##### Supplied passage
Stanford University

Multi-Omic Immunodynamic Interplays with Viral Infections and Insulin Resistance

Research Area
Diabetes

Grant Type
Fellowship

Year
2018

Abstract

Pre-diabetes and Type 2 diabetes mellitus (T2DM) are metabolic diseases that affect more than one-third of the American population, and risk factors like chronic inflammation, which contribute to diabetic onset and progression, affect millions more. The underlying causes of these diseases and risk factors are complex; these include genetic and environmental interactions that affect multiple genes in ways that are not clearly understood in humans.In particular, genetic and environmental interactions may alter immune cells at the molecular level to become increasingly pro-inflammatory, which can worsen glycemic control, promote pre-diabetic and T2DM onset, and increase the likelihood of opportunistic diabetic infections. To study these types of changes, I am developing novel assays to construct dynamic maps of immune system changes during viral infections in insulin-sensitive (IS) and insulin-resistant (IR) human subjects. Because infections lead to reproducible inflammatory responses over time, the appearance of stronger or weaker inflammatory responses in IR subjects with hyperglycemia will help identify environmentally sensitive immune cell types that may be responsible for such inflammatory activity. High-throughput profiling will further identify molecular signatures that help push environmentally sensitive immune cells towards a more pro-inflammatory state. These will be integrated with genetic information from human subjects to form more precise links between genetic variation, physiological environment, and disease-associated inflammatory changes. This will help advance our capacity to functionally interpret genomic information for precision medicine, with potential for developing new immunomodulatory therapeutic strategies for glycemic control and new avenues for risk predication of pre-diabetes, T2DM, and diabetic complications.
##########
Say whether each statement agrees with the Stanford diabetes abstract above, answering yes or no and quoting the words that decide it: (a) pre-diabetes and Type 2 diabetes affect more than one-third of the American population; (b) the fellowship is listed for the year 2020; (c) the new assays map immune system changes during bacterial infections.
##### Records supplied
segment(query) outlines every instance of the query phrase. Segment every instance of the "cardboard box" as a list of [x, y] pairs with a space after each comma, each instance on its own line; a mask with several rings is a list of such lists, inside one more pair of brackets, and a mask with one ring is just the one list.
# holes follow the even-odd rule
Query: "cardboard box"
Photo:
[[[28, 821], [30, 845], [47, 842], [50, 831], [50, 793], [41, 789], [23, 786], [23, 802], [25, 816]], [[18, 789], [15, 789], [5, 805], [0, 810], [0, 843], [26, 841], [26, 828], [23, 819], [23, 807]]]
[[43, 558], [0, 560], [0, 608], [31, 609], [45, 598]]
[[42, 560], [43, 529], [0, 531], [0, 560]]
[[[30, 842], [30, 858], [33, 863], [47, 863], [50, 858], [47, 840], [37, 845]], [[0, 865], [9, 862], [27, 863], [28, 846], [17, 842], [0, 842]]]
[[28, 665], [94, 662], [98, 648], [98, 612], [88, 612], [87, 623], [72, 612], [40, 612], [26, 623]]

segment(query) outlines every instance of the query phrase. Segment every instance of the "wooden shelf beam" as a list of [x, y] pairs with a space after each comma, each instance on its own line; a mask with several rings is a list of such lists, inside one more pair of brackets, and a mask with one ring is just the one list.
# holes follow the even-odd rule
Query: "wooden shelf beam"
##########
##### Records supplied
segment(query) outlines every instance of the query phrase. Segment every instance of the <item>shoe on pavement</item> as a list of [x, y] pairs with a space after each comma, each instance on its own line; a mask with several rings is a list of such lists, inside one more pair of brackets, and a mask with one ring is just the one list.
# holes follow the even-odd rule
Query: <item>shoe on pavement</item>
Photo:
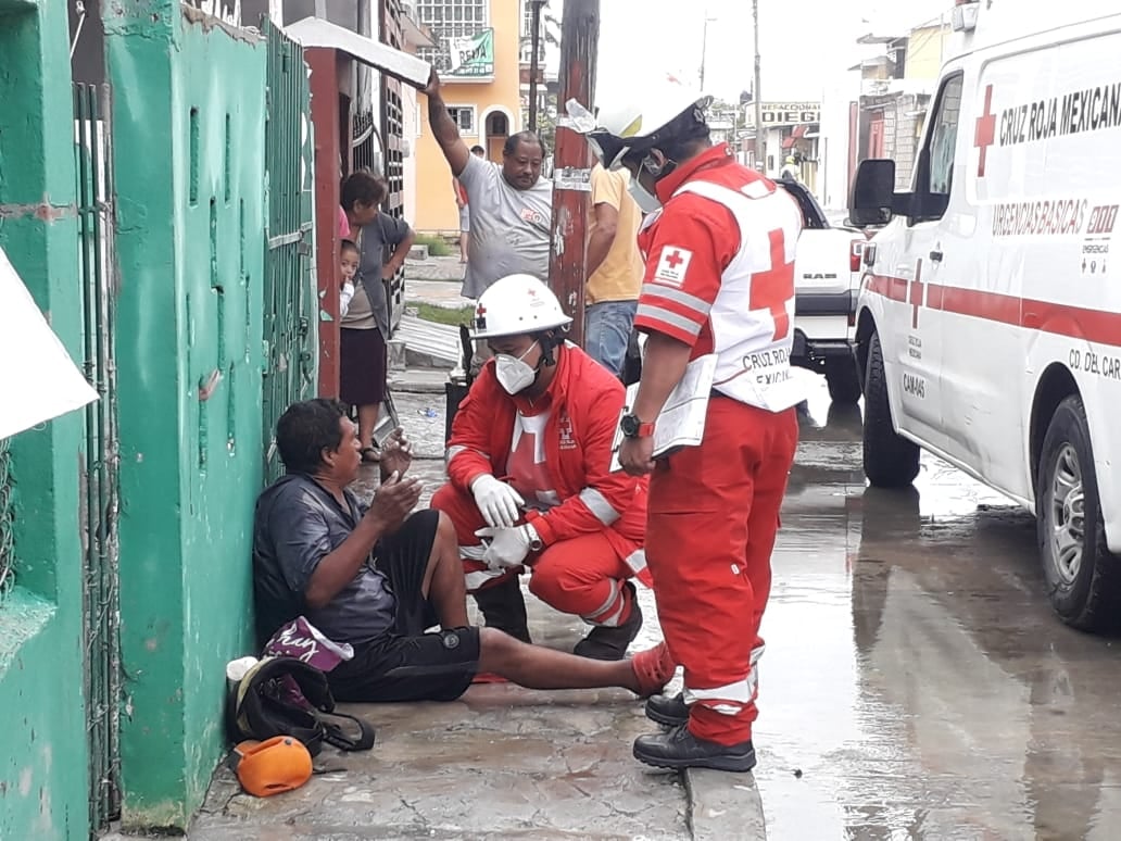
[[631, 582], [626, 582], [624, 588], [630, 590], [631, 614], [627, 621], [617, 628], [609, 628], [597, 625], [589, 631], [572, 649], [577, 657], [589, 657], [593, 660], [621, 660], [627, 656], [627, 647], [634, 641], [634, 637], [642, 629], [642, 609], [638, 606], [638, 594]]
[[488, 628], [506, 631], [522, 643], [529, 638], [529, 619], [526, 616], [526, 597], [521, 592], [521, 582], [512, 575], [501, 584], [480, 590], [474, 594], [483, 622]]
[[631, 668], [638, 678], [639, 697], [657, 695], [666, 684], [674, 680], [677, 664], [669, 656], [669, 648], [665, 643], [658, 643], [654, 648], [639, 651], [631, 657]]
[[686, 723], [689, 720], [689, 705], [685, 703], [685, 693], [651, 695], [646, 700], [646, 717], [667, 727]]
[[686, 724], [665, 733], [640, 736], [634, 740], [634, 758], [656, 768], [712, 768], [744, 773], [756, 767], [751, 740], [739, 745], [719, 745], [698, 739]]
##########
**Reply**
(a) Yes: "affect more than one-third of the American population"
(b) No: "2018"
(c) No: "dynamic maps of immune system changes during viral infections"